Hoy día, lo inició el neoconstitucionalismo pero se ha extendido ya a todos los niveles. Muchos tribunales no aplican directamente la norma, no la interpretan y subsumen en ella los casos concretos, sino que por encima de ello, los tribunales ponderan principios y valores y a través de esa ponderación llegan al fallo adecuado a cada caso. Ponderar valores, esa es la consigna, superado de nuevo el ramplón, formalista y seco positivismo de quienes decían que Derecho es lo que dicen las normas y nada más.

En este esquema de regulación por valores y principios, es decir, en este neoactivismo judicial, hay una premisa subyacente, por mucho que no se proclame abiertamente: el ponderómetro lo tenemos nosotros, y lo tenemos en exclusiva. Los Parlamentos, los políticos que discuten y crean las normas, esos, por mucho que dialoguen sobre valores y principios, esos no ponderan adecuadamente o, como mucho, hacen una primera y provisional ponderación, pero sometida al final, a la hora de aplicar las normas que crean al caso concreto, a nuestra ponderación superior y última, la de los tribunales. De esta forma, el activismo judicial es un elemento más, por mucho que bienintencionado y justiciero, del acoso y derribo a que está sometida la representación política clásica.

- - -

### Enunciado de la tarea
Copia el pasaje del fragmento que comienza en "Hoy día, lo" y termina en "y nada más.", y sustituye "tribunales" por "jueces".

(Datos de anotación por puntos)
- - -

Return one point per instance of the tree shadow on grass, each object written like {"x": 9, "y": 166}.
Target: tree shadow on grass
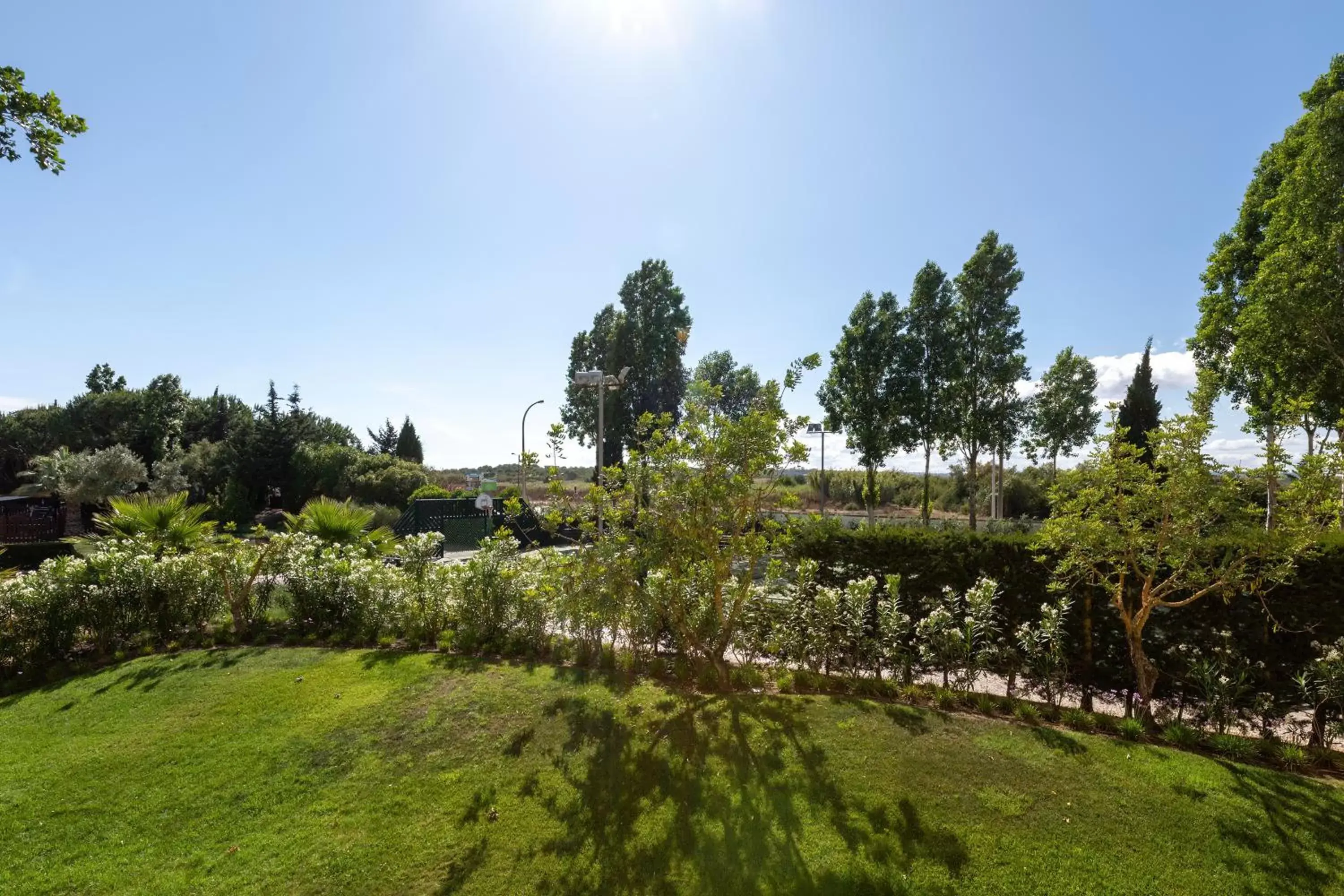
{"x": 1296, "y": 840}
{"x": 146, "y": 672}
{"x": 724, "y": 794}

- - -

### Respuesta del ejercicio
Hoy día, lo inició el neoconstitucionalismo pero se ha extendido ya a todos los niveles. Muchos jueces no aplican directamente la norma, no la interpretan y subsumen en ella los casos concretos, sino que por encima de ello, los jueces ponderan principios y valores y a través de esa ponderación llegan al fallo adecuado a cada caso. Ponderar valores, esa es la consigna, superado de nuevo el ramplón, formalista y seco positivismo de quienes decían que Derecho es lo que dicen las normas y nada más.